• **DIRECTIONS**
(A) Retype the part of the SSD interview between "Another [one] is" and "this extra space.", inclusive.
(B) Name each feature that the SSD interview says vendors are adding to make MLC devices more reliable for enterprise use.

• **TEXT SHOWN**
§

Now, the “e” part comes in because we’re now getting [MLC] devices classed for enterprise use, where manufacturers are making changes to improve the quality, the lifetime and get them to a position where they can be classed as good enough to use in the enterprise.
SearchStorage.co.UK: What types improvements are vendors making to make MLC more reliable for enterprise use?
Evans: There are a whole host of features being added to these devices. Let’s go through a few of them.
The first one is wear leveling. A solid-state device isn’t written to in an even fashion. If you’ve got an area with a file or block of data that’s continually being hit by the host, then that particular section is going to wear out quicker, so one of the features that gets used is wear leveling. What that does is dynamically relocate blocks to other parts of the solid-state device to make sure that write activity is consistent across the whole unit. It means you get a more consistent lifetime for the device; it lasts longer because you’re writing across the whole device.
Another [one] is called bad-block mapping. There is where if you have an area that fails on a particular SSD, you can remap that bad block to another spare area that’s been overprovisioned in the SSD. That is where you rewrite those blocks of data, so, effectively, you’re giving yourself some extra capacity so if any blocks fail you, can remap those bad blocks to this extra space.
Another technique is to improve error correction. If we’re reading and writing to these devices and we see bit errors, the [error correction] calculation that you would normally expect to be done in memory is done on SSD as well, and that helps to prolong the life a bit further.
Another feature is called write amplification. When you write to an SSD, one of the problems you have is if you are storing multiple bits in the same cell, then you may have to read that cell to get that data out, change the bit that you’re setting, then write that data again. Effectively, what you’re doing is writing more data physically to the SSD than you are writing from the host, and that’s simply because of the way that data is stored.
Write amplification is just a way of caching that data so that when you do write to disk, you’re writing in a more consistent fashion, so you’re not overwriting and you’re doing less I/O to the physical SSD. Again, it’s all about trying to reduce the amount of writing you’re doing to the device to improve its lifetime.
Those are a handful of the features the vendors are putting into their technology, but of course we’re sure to see more developments, including proprietary developments that vendors put into their technology.

§

• **ENTRIES SHOWN**
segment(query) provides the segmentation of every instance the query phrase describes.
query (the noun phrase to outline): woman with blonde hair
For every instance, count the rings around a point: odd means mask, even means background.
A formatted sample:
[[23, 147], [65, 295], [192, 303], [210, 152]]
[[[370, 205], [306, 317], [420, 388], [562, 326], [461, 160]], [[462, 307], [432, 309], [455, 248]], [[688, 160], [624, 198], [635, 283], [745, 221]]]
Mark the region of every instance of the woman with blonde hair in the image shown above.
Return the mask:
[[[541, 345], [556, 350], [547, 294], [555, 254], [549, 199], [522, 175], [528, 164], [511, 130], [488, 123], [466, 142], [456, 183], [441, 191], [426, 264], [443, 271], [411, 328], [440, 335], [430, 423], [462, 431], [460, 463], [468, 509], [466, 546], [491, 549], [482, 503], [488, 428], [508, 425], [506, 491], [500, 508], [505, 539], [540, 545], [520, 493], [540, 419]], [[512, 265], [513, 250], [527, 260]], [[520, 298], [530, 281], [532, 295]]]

§

• **COMPLETE ANSWERS**
(A)
Another [one] is called bad-block mapping. There is where if you have an area that fails on a particular SSD, you can remap that bad block to another spare area that’s been overprovisioned in the SSD. That is where you rewrite those blocks of data, so, effectively, you’re giving yourself some extra capacity so if any blocks fail you, can remap those bad blocks to this extra space.

(B)
Wear leveling
Bad-block mapping
Improved error correction
Write amplification